▶ _Required task_
Copy every one of the lines below word for word, leaving the pictures out.

↓

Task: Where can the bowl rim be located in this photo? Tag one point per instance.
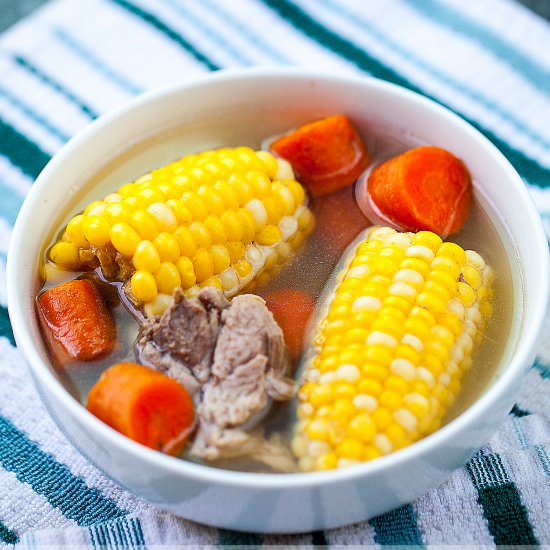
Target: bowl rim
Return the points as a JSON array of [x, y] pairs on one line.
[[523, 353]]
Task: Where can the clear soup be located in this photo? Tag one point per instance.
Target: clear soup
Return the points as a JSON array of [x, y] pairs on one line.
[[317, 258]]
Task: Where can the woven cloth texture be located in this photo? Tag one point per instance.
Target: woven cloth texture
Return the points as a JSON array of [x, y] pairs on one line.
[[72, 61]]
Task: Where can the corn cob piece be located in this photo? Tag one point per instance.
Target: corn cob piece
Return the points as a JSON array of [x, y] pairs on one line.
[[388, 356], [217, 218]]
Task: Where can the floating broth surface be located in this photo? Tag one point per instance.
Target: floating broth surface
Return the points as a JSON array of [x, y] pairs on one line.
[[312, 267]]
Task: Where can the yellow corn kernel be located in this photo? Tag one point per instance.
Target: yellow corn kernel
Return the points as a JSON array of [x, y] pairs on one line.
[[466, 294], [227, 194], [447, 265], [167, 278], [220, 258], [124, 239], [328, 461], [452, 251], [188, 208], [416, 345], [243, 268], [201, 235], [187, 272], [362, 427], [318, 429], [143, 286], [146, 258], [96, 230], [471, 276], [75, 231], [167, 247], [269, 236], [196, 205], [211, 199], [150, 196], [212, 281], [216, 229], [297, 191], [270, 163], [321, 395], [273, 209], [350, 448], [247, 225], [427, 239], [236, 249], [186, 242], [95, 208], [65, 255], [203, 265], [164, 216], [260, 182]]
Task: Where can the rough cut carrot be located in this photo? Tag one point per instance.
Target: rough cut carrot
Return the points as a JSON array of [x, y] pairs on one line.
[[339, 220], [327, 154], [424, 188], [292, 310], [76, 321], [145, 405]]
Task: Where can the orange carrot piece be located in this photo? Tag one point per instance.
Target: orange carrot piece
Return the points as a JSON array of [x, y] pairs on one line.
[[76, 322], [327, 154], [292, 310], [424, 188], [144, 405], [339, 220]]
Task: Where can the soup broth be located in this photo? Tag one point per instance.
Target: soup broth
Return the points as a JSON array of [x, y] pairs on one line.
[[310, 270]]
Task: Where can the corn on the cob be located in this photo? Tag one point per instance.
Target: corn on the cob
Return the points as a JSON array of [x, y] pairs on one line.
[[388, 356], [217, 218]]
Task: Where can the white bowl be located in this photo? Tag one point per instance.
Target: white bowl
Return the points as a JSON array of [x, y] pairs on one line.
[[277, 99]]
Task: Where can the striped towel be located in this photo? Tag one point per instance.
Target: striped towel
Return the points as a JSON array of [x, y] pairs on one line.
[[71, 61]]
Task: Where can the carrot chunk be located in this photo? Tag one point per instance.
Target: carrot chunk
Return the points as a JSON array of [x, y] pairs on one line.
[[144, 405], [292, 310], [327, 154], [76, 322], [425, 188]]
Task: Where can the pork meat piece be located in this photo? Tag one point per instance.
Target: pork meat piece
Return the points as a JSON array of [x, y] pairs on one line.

↑

▶ _Full output_
Task: Where can the bowl rim be located in this photo? Tag one point per instance.
Target: bowl rim
Return the points as a JSON array of [x, y] pairs on one line.
[[523, 353]]
Task: Where can the clear soup be located in this photo? Tag one point per instance.
Target: clear soup
Return the points as a JSON array of [x, y] pairs on one line.
[[317, 258]]
Task: Where can the woven cloth texture be located in this photo? Tag one point per instance.
Target: woven cloth texture
Return the points as a JSON array of [x, y] pairs on one line.
[[72, 61]]
Task: Where can the corn cob piece be located in this photo? Tag one point per instance.
Target: corn cob piece
Return the points as a JSON array of [x, y] pairs on one line.
[[388, 356], [217, 218]]
Task: Where can the floating broth surface be located in this photo? Tag one point per instance.
Target: floating broth surface
Return the points as a JSON array of [x, y] pairs on one line.
[[312, 267]]
Task: Where can the yellow corn kernel be located in this photo? Tag one point per instance.
Target: yellow corn kernel
Return the points as a JSON array of [x, y] pairs on one line.
[[466, 294], [227, 194], [447, 265], [167, 278], [220, 258], [124, 239], [328, 461], [452, 251], [188, 208], [416, 345], [243, 268], [201, 235], [187, 272], [362, 427], [318, 429], [143, 286], [146, 258], [96, 230], [471, 276], [75, 231], [167, 247], [269, 236], [196, 205], [211, 199], [150, 196], [212, 281], [216, 229], [297, 191], [270, 163], [321, 395], [273, 209], [350, 448], [247, 225], [427, 239], [236, 249], [186, 242], [95, 208], [65, 255], [203, 265], [164, 216], [260, 182]]
Task: Where can the rough cut carrot be located in this photo? Tag one point per instance.
Target: rough cut carrot
Return the points as a JSON array of [x, y] pairs on one line.
[[339, 220], [327, 154], [424, 188], [292, 310], [76, 321], [145, 405]]
Task: Where can the orange carrot piece be located in this photo? Tag one point per instance.
Target: orange carrot piece
Return the points as a JSON array of [x, y] pairs on one line.
[[76, 322], [327, 154], [292, 310], [424, 188], [144, 405], [339, 220]]
Task: Where can the soup broth be located in this photo? Tag one point per instance.
Target: soup broth
Return the points as a JSON array of [x, y] pairs on one line.
[[310, 270]]
Task: Where can the corn on the cob be located in this photo? Tag one point per instance.
Target: corn on the cob
Return the points as a JSON array of [x, y] pairs on one line.
[[388, 356], [217, 218]]
Task: Where can the white bowl be located in this photo? Tag one point per instance.
Target: white bowl
Return the points as a JSON array of [x, y] pairs on one line.
[[277, 99]]
Task: Where can the striped towel be located in this photo? Tag one point per instance.
Target: striped towel
Return the points as a JSON array of [x, y] pairs on one line.
[[71, 61]]
Task: Where can the carrot chunk be located in this photo? Tag one point per instance.
Target: carrot chunk
Return the points as a JSON array of [x, y] pairs on one line.
[[144, 405], [292, 310], [327, 154], [76, 322], [425, 188]]
Task: Where can the pork meat piece be located in this photo? Tag one point per instance.
Target: pork meat piece
Return the points as a JSON array of [x, y] pairs on one line.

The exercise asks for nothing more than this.